WHAT IS EXPECTED >>
Repeat exactly the lines that run from the one containing "grass patch in" to the end of the data, and leave out all others.

--- Start of RECORDED INFORMATION ---

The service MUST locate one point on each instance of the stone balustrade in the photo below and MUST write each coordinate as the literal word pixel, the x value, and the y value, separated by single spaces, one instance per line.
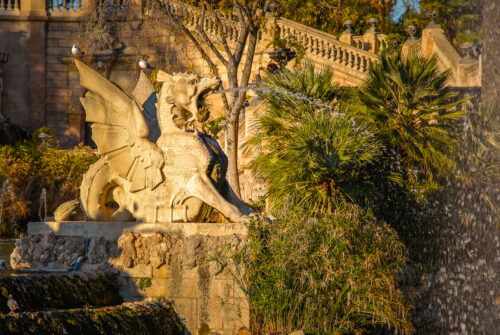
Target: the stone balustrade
pixel 324 48
pixel 224 25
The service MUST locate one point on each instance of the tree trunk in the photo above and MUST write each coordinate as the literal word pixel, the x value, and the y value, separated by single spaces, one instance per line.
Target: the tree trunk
pixel 338 17
pixel 232 153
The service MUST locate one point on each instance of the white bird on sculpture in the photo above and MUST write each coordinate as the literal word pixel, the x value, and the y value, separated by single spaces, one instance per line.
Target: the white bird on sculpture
pixel 12 304
pixel 75 51
pixel 144 64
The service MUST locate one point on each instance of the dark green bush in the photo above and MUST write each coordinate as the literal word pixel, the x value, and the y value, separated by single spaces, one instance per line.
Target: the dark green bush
pixel 308 151
pixel 129 318
pixel 331 274
pixel 27 168
pixel 407 99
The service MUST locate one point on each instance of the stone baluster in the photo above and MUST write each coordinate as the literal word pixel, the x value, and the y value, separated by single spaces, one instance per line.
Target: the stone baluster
pixel 356 61
pixel 306 43
pixel 316 46
pixel 341 55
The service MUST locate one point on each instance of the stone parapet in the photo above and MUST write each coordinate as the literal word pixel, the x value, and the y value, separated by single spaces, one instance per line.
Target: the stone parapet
pixel 113 230
pixel 175 261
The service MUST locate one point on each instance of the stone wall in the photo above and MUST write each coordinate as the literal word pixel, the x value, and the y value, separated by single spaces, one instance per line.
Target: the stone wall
pixel 41 83
pixel 153 260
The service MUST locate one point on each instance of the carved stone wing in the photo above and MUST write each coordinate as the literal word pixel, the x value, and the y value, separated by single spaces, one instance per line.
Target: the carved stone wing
pixel 118 128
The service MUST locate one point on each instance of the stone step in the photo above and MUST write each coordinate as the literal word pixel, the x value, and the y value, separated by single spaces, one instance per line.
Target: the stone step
pixel 59 291
pixel 129 318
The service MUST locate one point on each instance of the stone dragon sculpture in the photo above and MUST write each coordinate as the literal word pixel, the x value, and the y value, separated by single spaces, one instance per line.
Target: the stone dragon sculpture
pixel 166 181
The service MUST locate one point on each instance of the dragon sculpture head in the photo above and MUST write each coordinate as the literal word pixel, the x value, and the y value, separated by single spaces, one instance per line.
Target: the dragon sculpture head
pixel 187 93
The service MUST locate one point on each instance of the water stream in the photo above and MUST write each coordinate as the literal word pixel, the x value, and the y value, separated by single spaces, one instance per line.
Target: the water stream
pixel 6 248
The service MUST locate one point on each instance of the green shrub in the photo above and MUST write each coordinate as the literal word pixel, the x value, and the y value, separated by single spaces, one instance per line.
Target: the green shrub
pixel 326 275
pixel 27 168
pixel 409 103
pixel 308 152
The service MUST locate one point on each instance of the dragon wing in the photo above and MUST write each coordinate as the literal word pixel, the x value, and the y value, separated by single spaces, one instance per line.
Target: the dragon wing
pixel 118 128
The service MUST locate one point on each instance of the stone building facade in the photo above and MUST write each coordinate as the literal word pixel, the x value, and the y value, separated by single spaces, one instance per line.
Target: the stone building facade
pixel 41 84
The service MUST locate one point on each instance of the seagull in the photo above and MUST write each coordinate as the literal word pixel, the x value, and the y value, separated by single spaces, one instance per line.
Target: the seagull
pixel 12 304
pixel 75 51
pixel 144 64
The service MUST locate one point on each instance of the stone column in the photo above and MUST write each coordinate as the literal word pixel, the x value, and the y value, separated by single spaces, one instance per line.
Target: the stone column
pixel 347 35
pixel 37 16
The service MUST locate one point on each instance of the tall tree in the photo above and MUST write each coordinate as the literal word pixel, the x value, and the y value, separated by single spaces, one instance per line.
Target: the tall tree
pixel 251 19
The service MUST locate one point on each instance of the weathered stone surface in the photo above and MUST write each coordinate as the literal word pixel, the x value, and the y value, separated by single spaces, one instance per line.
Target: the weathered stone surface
pixel 144 318
pixel 164 182
pixel 177 263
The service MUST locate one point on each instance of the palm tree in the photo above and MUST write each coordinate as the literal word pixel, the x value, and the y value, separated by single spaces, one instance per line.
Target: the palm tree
pixel 307 151
pixel 407 98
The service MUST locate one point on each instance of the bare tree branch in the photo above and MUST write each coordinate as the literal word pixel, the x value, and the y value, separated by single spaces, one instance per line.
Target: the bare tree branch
pixel 222 36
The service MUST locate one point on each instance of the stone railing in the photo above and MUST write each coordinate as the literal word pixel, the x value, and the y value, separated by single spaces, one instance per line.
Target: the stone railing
pixel 323 48
pixel 78 7
pixel 226 24
pixel 466 71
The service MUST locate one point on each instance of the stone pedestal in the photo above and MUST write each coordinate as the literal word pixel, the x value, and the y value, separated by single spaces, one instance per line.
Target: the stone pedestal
pixel 173 261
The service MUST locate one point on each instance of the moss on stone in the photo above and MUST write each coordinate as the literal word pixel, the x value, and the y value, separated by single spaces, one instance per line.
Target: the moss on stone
pixel 60 291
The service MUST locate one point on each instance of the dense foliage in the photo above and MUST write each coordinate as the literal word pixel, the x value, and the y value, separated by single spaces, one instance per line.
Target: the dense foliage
pixel 325 265
pixel 27 168
pixel 145 318
pixel 325 274
pixel 42 292
pixel 329 15
pixel 306 149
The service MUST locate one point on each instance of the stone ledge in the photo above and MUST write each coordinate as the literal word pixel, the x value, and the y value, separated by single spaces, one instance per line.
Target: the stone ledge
pixel 113 230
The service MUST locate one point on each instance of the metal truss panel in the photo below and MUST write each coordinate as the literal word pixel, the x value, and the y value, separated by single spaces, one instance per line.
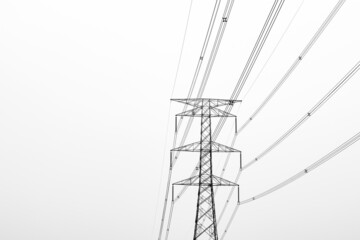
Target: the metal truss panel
pixel 196 147
pixel 212 102
pixel 196 112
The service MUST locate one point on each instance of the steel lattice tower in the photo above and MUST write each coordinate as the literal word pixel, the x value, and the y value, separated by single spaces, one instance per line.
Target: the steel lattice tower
pixel 205 221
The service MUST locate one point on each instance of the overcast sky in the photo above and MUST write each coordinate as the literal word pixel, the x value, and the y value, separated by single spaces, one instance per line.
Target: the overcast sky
pixel 85 126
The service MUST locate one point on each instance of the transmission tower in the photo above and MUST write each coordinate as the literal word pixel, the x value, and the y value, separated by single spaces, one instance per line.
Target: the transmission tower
pixel 205 221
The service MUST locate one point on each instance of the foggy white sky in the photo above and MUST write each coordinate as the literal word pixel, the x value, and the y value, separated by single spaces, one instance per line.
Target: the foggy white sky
pixel 84 107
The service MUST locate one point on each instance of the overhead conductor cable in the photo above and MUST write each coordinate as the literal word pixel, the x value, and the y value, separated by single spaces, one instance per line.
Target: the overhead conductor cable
pixel 278 86
pixel 316 107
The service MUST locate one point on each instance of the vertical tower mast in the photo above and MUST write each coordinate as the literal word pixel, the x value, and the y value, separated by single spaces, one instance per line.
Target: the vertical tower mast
pixel 205 221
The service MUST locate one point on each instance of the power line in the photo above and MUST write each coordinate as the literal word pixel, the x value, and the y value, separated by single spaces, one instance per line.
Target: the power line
pixel 285 77
pixel 252 58
pixel 272 16
pixel 316 107
pixel 203 51
pixel 169 110
pixel 300 174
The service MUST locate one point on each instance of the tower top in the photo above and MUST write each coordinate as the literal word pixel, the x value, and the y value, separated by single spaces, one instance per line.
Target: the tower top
pixel 198 102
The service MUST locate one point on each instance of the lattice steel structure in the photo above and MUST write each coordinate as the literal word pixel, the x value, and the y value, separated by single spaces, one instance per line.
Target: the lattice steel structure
pixel 205 108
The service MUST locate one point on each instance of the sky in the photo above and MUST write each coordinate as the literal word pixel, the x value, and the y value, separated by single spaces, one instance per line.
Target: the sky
pixel 86 122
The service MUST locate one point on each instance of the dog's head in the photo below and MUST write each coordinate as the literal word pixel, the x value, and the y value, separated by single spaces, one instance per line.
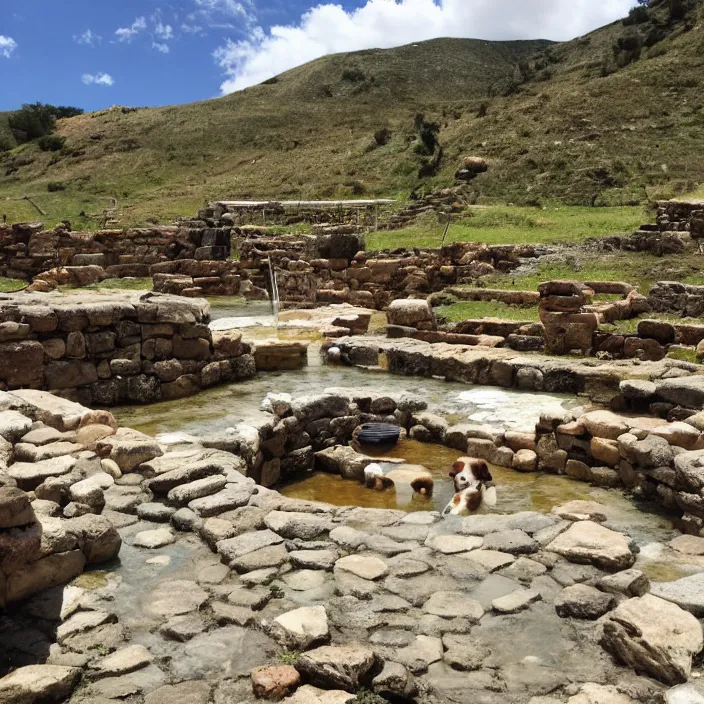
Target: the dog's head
pixel 470 473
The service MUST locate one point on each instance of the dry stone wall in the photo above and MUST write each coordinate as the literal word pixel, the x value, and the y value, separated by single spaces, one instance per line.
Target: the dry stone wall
pixel 112 349
pixel 27 250
pixel 52 486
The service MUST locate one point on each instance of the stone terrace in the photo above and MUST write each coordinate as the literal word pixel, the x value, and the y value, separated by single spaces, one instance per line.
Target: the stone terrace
pixel 288 599
pixel 108 349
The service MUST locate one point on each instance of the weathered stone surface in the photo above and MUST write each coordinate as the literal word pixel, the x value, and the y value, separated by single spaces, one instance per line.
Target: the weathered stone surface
pixel 688 544
pixel 175 598
pixel 687 593
pixel 450 544
pixel 590 543
pixel 514 542
pixel 453 604
pixel 420 654
pixel 193 692
pixel 591 693
pixel 232 497
pixel 241 545
pixel 14 425
pixel 579 510
pixel 584 602
pixel 15 508
pixel 185 493
pixel 29 475
pixel 129 448
pixel 394 681
pixel 515 601
pixel 153 539
pixel 274 682
pixel 183 628
pixel 127 659
pixel 366 567
pixel 629 582
pixel 296 525
pixel 463 652
pixel 655 637
pixel 314 559
pixel 347 667
pixel 491 560
pixel 301 628
pixel 39 683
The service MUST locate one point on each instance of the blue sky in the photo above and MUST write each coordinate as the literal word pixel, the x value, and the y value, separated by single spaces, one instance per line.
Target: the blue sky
pixel 96 53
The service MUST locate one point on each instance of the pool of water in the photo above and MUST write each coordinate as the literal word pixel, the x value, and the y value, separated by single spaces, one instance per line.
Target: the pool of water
pixel 644 521
pixel 225 406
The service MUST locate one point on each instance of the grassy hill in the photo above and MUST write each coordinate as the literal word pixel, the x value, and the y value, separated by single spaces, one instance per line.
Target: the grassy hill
pixel 611 118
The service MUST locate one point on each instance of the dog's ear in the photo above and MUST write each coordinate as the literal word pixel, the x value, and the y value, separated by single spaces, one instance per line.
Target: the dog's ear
pixel 457 468
pixel 481 471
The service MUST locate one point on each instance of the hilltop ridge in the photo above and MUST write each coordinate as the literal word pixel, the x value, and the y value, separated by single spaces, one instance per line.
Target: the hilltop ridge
pixel 610 118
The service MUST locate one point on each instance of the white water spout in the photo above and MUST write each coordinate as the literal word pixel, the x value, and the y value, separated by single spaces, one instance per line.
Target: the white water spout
pixel 275 300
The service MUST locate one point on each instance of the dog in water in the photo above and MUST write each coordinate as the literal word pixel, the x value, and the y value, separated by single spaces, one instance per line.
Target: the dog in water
pixel 471 477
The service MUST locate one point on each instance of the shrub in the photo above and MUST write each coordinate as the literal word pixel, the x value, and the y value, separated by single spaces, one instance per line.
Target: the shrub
pixel 637 15
pixel 382 136
pixel 353 75
pixel 428 134
pixel 51 143
pixel 38 119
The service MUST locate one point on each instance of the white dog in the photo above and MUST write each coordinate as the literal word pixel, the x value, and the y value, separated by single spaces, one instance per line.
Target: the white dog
pixel 471 477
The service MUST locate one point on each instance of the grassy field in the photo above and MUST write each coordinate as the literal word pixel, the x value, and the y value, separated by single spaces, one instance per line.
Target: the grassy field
pixel 470 310
pixel 581 123
pixel 516 225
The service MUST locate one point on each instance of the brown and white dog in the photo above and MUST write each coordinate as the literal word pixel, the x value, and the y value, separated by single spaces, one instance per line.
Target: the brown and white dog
pixel 471 477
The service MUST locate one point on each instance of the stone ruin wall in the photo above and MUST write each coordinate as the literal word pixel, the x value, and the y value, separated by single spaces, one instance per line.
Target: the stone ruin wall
pixel 27 250
pixel 336 269
pixel 651 457
pixel 123 349
pixel 218 215
pixel 681 216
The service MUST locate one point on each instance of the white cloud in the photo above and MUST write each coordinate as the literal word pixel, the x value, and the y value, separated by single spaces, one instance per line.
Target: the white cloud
pixel 164 31
pixel 234 8
pixel 97 79
pixel 127 34
pixel 88 38
pixel 328 28
pixel 7 46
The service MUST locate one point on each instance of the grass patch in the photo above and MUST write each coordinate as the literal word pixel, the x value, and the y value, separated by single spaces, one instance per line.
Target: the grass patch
pixel 684 355
pixel 638 269
pixel 630 326
pixel 515 225
pixel 471 310
pixel 127 284
pixel 564 130
pixel 289 657
pixel 10 285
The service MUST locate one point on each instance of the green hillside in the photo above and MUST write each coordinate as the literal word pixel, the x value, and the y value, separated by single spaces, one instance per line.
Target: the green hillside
pixel 611 118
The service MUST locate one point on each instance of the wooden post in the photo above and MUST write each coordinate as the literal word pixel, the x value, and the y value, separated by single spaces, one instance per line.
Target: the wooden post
pixel 447 227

--- End of RECORDED INFORMATION ---

RESPONSE >>
The service MUST locate one point on each instance of the grass patch in the photo above and MUST write each coordinate as the literal word pixel, the x value, and the y value, separated by single spaces, one instance per line.
Target: the grass patch
pixel 684 355
pixel 638 269
pixel 630 326
pixel 515 225
pixel 471 310
pixel 127 284
pixel 564 130
pixel 289 657
pixel 10 285
The service MUST locate one point on each instance of the green hillside in the photo above and MUST write each coordinate as the literal word pixel, the x value, and the y value, separated by single spaces, one instance per line.
Target: the green hillside
pixel 611 118
The service MUST locate one point on each instance of the wooden post in the photo above and MUST write each coordinate as the literal word pixel, the x value, and the y value, separated by single spaces, one instance per line.
Target: the wooden post
pixel 447 227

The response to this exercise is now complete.